| Challenge |
Reproduce the data below, replacing each "instance" with "occurrence" and leaving everything else unchanged.
───── Dataset content ─────
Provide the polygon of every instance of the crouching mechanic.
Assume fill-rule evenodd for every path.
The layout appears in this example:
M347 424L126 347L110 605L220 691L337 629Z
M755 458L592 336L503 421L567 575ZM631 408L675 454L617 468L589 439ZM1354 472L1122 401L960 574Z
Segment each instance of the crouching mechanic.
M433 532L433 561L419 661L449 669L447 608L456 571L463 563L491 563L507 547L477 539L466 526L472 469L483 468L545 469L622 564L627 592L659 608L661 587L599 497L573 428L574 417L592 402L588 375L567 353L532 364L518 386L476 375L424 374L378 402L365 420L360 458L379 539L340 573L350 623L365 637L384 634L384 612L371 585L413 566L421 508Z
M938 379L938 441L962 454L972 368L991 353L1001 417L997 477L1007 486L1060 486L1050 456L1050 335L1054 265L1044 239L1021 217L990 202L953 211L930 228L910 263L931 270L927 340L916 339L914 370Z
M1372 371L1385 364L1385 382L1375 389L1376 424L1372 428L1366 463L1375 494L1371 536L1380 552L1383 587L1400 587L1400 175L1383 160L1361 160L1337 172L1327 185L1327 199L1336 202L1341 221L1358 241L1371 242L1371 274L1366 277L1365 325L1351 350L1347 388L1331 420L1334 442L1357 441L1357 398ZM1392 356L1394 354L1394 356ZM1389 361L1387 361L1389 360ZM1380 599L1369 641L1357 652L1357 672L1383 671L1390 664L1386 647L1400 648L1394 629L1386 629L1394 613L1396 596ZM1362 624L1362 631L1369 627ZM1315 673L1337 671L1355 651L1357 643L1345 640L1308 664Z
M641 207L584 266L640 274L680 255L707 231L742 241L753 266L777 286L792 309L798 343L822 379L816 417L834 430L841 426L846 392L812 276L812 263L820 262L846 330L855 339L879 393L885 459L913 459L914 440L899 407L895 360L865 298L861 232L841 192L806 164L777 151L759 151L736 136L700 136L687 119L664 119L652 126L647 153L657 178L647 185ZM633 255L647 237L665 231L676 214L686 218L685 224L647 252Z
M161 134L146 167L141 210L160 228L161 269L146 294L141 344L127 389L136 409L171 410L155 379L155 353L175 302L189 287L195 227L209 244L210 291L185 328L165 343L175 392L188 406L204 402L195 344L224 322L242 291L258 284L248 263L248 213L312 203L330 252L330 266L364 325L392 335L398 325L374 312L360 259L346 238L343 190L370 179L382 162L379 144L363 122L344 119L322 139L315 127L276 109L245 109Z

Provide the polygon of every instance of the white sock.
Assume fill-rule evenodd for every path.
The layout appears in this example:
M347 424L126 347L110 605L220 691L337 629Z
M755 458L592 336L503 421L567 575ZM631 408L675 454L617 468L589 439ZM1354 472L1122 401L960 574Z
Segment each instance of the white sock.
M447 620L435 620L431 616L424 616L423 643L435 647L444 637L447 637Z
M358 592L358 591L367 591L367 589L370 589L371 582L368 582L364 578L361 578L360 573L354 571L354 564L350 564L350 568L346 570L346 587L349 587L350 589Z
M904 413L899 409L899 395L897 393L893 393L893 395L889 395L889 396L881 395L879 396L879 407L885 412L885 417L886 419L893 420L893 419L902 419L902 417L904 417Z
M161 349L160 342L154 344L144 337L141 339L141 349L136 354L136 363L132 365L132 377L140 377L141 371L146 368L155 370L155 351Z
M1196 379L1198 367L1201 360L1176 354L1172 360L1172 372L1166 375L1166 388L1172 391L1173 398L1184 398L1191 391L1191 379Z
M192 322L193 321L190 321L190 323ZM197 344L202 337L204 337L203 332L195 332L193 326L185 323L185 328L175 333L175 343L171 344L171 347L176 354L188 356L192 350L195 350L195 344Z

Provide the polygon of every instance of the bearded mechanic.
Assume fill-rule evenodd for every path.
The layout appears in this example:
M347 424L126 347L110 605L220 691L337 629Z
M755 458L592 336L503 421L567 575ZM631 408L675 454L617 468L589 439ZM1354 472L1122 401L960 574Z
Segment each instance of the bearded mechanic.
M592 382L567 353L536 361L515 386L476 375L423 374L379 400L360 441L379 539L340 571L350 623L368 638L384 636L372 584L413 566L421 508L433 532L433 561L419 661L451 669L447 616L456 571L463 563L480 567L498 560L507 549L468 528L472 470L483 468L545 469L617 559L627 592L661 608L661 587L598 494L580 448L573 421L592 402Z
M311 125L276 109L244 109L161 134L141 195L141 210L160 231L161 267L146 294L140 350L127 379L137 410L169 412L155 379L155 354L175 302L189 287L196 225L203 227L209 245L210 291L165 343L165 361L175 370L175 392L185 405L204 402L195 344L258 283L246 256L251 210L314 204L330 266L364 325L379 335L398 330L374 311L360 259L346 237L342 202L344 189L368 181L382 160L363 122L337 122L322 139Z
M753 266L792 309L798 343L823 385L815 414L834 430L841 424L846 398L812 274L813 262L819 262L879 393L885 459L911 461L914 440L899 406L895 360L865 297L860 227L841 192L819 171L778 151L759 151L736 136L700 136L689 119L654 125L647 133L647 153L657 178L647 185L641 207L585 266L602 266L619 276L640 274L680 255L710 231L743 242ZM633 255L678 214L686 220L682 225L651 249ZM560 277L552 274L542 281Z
─────
| Full output |
Provide the polygon of every occurrence of the crouching mechanic.
Assume fill-rule evenodd for every path.
The layout appears in this example:
M347 424L126 347L110 605L220 691L337 629Z
M755 458L592 336L503 421L567 575ZM631 408L675 454L617 468L589 439ZM1354 472L1122 401L960 574Z
Segment each occurrence of the crouching mechanic.
M433 532L433 561L419 661L449 669L447 608L456 571L463 563L491 563L507 547L477 539L466 526L472 469L483 468L545 469L622 564L627 592L659 608L661 587L599 497L573 428L574 417L592 402L588 375L567 353L532 364L518 386L476 375L424 374L378 402L365 420L360 458L379 539L340 573L350 623L365 637L384 634L384 612L371 585L413 566L421 508Z
M938 379L938 441L962 454L972 368L991 353L1001 417L997 477L1007 486L1060 486L1050 456L1050 335L1054 265L1044 239L1021 217L990 202L953 211L930 228L910 263L931 270L927 340L916 339L914 370Z
M1372 371L1385 364L1385 382L1375 389L1376 424L1372 428L1366 463L1375 494L1371 536L1380 552L1383 587L1400 587L1400 175L1383 160L1361 160L1337 172L1327 185L1327 199L1336 202L1341 221L1358 241L1371 242L1371 274L1366 277L1365 325L1351 350L1347 388L1331 420L1334 442L1357 441L1357 398ZM1392 356L1394 354L1394 356ZM1389 361L1387 361L1389 360ZM1380 599L1369 641L1357 652L1357 672L1383 671L1390 664L1386 647L1400 648L1394 629L1386 629L1394 613L1396 596ZM1362 624L1362 631L1369 627ZM1315 673L1337 671L1355 651L1357 643L1345 640L1308 664Z
M641 207L584 266L640 274L680 255L707 231L742 241L753 266L777 286L792 309L798 343L822 379L816 417L834 430L841 426L846 392L812 276L812 263L820 262L846 330L855 339L879 393L885 459L913 459L914 440L899 407L895 360L865 298L861 232L841 192L806 164L777 151L759 151L736 136L700 136L687 119L664 119L652 126L647 153L657 178L647 185ZM633 255L647 237L665 231L676 214L686 218L685 224L647 252Z
M161 134L146 167L141 210L160 228L161 269L146 294L141 344L127 389L136 409L171 410L155 379L155 353L175 302L189 287L195 227L209 244L210 291L185 328L165 343L175 392L188 406L204 402L195 344L224 322L242 291L258 284L248 263L248 213L312 203L330 252L330 266L364 325L392 335L398 325L374 312L360 259L346 238L343 190L370 179L382 162L379 144L363 122L344 119L322 139L315 127L276 109L245 109Z

Provide the polygon of every occurrence of the white sock.
Assume fill-rule evenodd for every path.
The layout appears in this example:
M347 424L126 347L110 605L220 691L337 629Z
M755 458L592 336L503 421L567 575ZM631 408L675 454L617 468L589 439ZM1354 472L1122 401L960 574Z
Segment each occurrence of the white sock.
M447 620L435 620L431 616L424 616L423 643L435 647L444 637L447 637Z
M358 592L358 591L367 591L367 589L370 589L371 582L368 582L364 578L361 578L360 573L354 571L354 564L350 564L350 568L346 570L346 587L349 587L350 589Z
M904 413L899 409L899 395L897 393L893 393L893 395L889 395L889 396L881 395L879 396L879 407L885 412L885 417L886 419L893 420L893 419L902 419L902 417L904 417Z
M161 349L160 342L154 344L144 337L141 339L141 349L136 354L136 363L132 365L132 377L140 377L141 371L146 368L155 370L155 351Z
M1196 379L1198 367L1201 360L1176 354L1172 360L1172 372L1166 375L1166 388L1172 391L1173 398L1184 398L1191 391L1191 379Z
M192 322L193 321L190 321L190 323ZM197 344L202 337L204 337L203 332L195 332L193 326L185 323L185 328L175 333L175 343L171 344L171 347L176 354L188 356L192 350L195 350L195 344Z

Provide the polygon of every occurrence of the bearded mechanic.
Assume fill-rule evenodd for every path.
The layout appears in this example:
M347 424L126 347L110 605L220 691L337 629Z
M755 458L592 336L503 421L567 575ZM631 408L675 454L617 468L589 439ZM1354 472L1122 401L960 574Z
Segment each occurrence of the bearded mechanic.
M592 382L567 353L536 361L515 386L476 375L423 374L379 400L360 441L379 539L340 571L350 623L368 638L384 636L372 584L413 566L421 508L433 532L433 561L419 661L451 669L447 616L456 571L463 563L480 567L498 560L507 549L468 528L472 470L483 468L545 469L617 559L627 592L661 608L661 587L598 494L580 448L573 421L592 402Z
M311 125L276 109L244 109L161 134L141 195L141 210L160 231L161 267L146 294L140 350L127 379L137 410L169 412L155 379L155 354L175 302L189 287L196 225L203 227L209 245L210 291L165 343L165 361L175 370L175 392L185 405L204 402L195 344L258 283L246 256L251 210L314 204L330 266L364 325L379 335L398 330L374 311L360 259L346 237L342 202L344 189L368 181L382 160L363 122L337 122L322 139Z
M753 266L792 309L798 343L823 385L815 414L834 430L841 424L846 398L812 274L813 262L819 262L879 393L885 459L911 461L914 440L899 406L895 360L865 297L860 227L841 192L819 171L778 151L759 151L736 136L700 136L689 119L654 125L647 133L647 153L657 178L647 185L641 207L585 266L602 266L619 276L640 274L680 255L710 231L743 242ZM633 255L678 214L686 220L682 225L651 249ZM560 277L552 274L542 281Z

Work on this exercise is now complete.